■ What you have to do:
Please copy out the listing below word for word.

■ Material provided:

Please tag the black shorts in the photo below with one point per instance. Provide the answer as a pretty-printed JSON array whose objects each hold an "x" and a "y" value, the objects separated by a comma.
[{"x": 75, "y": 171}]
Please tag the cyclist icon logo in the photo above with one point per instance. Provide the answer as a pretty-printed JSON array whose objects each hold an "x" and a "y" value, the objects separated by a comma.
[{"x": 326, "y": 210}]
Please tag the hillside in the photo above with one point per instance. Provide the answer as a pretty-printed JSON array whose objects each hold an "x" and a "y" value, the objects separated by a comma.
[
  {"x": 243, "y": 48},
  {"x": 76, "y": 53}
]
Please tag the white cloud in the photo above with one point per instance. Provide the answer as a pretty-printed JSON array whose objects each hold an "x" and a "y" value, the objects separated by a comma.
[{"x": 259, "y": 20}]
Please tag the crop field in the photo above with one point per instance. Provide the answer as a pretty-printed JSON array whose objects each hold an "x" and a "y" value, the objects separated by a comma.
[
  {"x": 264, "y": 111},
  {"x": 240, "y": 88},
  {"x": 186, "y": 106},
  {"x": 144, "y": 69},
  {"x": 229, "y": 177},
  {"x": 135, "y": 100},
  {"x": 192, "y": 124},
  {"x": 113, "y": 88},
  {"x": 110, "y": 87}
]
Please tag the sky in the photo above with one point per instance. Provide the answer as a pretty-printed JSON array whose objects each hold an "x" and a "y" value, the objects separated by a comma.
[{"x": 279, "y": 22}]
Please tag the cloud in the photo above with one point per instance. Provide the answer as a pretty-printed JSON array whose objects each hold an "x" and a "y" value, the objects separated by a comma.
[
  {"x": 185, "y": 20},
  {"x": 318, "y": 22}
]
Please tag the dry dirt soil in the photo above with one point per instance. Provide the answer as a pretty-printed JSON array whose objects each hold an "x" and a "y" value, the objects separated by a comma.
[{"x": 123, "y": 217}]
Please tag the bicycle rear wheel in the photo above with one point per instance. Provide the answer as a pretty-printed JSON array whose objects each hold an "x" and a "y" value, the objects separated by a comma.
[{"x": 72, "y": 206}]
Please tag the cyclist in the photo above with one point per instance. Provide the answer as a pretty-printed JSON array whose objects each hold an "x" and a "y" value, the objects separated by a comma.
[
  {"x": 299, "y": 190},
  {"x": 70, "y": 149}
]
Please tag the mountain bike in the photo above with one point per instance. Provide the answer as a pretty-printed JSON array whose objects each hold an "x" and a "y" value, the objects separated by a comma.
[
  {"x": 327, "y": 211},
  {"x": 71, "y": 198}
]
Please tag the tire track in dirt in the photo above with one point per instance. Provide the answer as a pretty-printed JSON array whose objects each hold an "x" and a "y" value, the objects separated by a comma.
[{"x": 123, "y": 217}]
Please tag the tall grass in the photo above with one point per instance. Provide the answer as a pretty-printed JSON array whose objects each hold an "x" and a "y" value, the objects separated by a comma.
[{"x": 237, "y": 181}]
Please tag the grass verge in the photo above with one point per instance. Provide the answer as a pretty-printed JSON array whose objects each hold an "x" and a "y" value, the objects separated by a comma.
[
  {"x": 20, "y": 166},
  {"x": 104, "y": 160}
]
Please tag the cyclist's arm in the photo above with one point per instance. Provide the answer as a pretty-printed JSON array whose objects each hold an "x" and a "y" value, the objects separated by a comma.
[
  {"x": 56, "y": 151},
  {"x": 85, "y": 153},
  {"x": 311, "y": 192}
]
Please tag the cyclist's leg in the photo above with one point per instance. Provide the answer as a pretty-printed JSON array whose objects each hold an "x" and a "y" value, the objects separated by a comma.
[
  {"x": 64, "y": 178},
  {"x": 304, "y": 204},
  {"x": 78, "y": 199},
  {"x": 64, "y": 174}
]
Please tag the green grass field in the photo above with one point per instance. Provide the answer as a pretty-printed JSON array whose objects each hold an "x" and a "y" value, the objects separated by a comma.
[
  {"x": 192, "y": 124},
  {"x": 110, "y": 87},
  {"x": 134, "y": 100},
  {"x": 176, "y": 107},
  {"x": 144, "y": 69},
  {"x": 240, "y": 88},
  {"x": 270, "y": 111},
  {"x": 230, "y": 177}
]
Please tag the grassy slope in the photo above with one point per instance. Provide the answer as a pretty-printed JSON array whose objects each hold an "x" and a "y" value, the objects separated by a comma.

■ Exercise result:
Please tag the black shorts in the photo below with one point per instance. Provide the answer as a pretty-printed JSON array whose objects each hold an "x" and a "y" value, the objects separated by a comma.
[{"x": 75, "y": 171}]
Please tag the cyclist icon logo in the photo above with one point per instance. Provide the answer as a pretty-printed JSON array whose objects each hold an "x" and a "y" value, the objects separated by a comma.
[{"x": 326, "y": 210}]
Please tag the hillside in the photo above with one point per instance. Provide the answer as a pretty-printed JSON array whose objects each hold an "x" and a "y" value, the objects separated by a comma.
[
  {"x": 243, "y": 48},
  {"x": 76, "y": 53}
]
Please tag the white cloud in the photo above with one point per instance. Provide the answer as a pretty-printed JSON array whose objects each hold an "x" and a "y" value, the objects separated by a comma.
[{"x": 259, "y": 20}]
Please tag the crop field in the photo above with one point per instance. Provide the answer as a pretty-printed JSON array whose objects each hold an "x" and a "y" value, the objects separated by a comma.
[
  {"x": 264, "y": 111},
  {"x": 240, "y": 88},
  {"x": 186, "y": 106},
  {"x": 144, "y": 69},
  {"x": 229, "y": 177},
  {"x": 135, "y": 100},
  {"x": 192, "y": 124},
  {"x": 113, "y": 88},
  {"x": 110, "y": 87}
]
Please tag the sky in the photo above with one point per instance. Provide the answer as a pretty-printed JSON array whose objects each hold an "x" and a "y" value, the objects separated by a comma.
[{"x": 279, "y": 22}]
Please tag the cloud in the photo above with one point per instance. Provide the answer as a pretty-printed JSON array whose objects each hold an "x" and a "y" value, the objects separated by a comma.
[
  {"x": 185, "y": 20},
  {"x": 318, "y": 22}
]
Please tag the dry dirt soil in the photo above with one point per instance. Provide the answer as a pretty-printed JSON array whose objects each hold an "x" and a "y" value, the objects separated by a comma.
[{"x": 123, "y": 217}]
Please tag the bicycle rear wheel in the photo above with one point per instance. Provide the answer as a pretty-printed JSON array whose objects each hold an "x" and a "y" value, the objects separated by a comma.
[{"x": 72, "y": 206}]
Please tag the cyclist in the photo above with one point per instance. Provide the answer as a pretty-printed JSON array whose objects each hold an "x" and a "y" value, the objects separated by a comma.
[
  {"x": 299, "y": 190},
  {"x": 70, "y": 149}
]
Please tag the mountain bike in the photo above with one point per instance. Provide the answer as a pretty-printed JSON array whose objects each hold an "x" and a "y" value, the objects separated by a comma.
[
  {"x": 327, "y": 211},
  {"x": 71, "y": 198}
]
Please tag the tire track in dirt in the photo above with one point per instance. Provide the answer as a pretty-printed JSON array whose objects each hold an "x" and a "y" value, the objects separated by a comma.
[{"x": 123, "y": 217}]
Please tag the tall grass in the photo above with one point per instance. Provide the answer as a pretty-printed JSON array whose objects each hold an "x" and a "y" value, the objects separated by a comma.
[{"x": 237, "y": 181}]
Please tag the grass verge in the photo above with one point per instance. Provide the answer as a pretty-printed JSON array whose objects each hold an "x" and a "y" value, the objects separated by a comma.
[
  {"x": 20, "y": 166},
  {"x": 104, "y": 160}
]
Please tag the cyclist's arm in the photo above with one point per instance. Provide the answer as a pretty-printed JSON array whose objects each hold an "x" and a "y" value, the objects separated by a comma.
[
  {"x": 56, "y": 151},
  {"x": 85, "y": 153},
  {"x": 311, "y": 192}
]
Please tag the cyclist's leg in the photo above with one point per instance. Provide the answer as a pretty-printed JSON array whose objects each hold an "x" and a "y" value, the objects separated by a comma.
[
  {"x": 64, "y": 178},
  {"x": 304, "y": 204},
  {"x": 78, "y": 199},
  {"x": 64, "y": 174}
]
Please tag the green grass field in the photo above with one point per instance. Provide the answer as a pretty-printed JSON array whose objects each hold an "x" and a "y" value, the objects separated by a comma.
[
  {"x": 192, "y": 124},
  {"x": 110, "y": 87},
  {"x": 134, "y": 100},
  {"x": 176, "y": 107},
  {"x": 144, "y": 69},
  {"x": 240, "y": 88},
  {"x": 270, "y": 111},
  {"x": 230, "y": 177}
]
Please tag the grassy slope in the photo above with one point per instance. Provide the answer as a pretty-printed JSON array whose objects each hold an "x" and a "y" value, the objects separated by a comma.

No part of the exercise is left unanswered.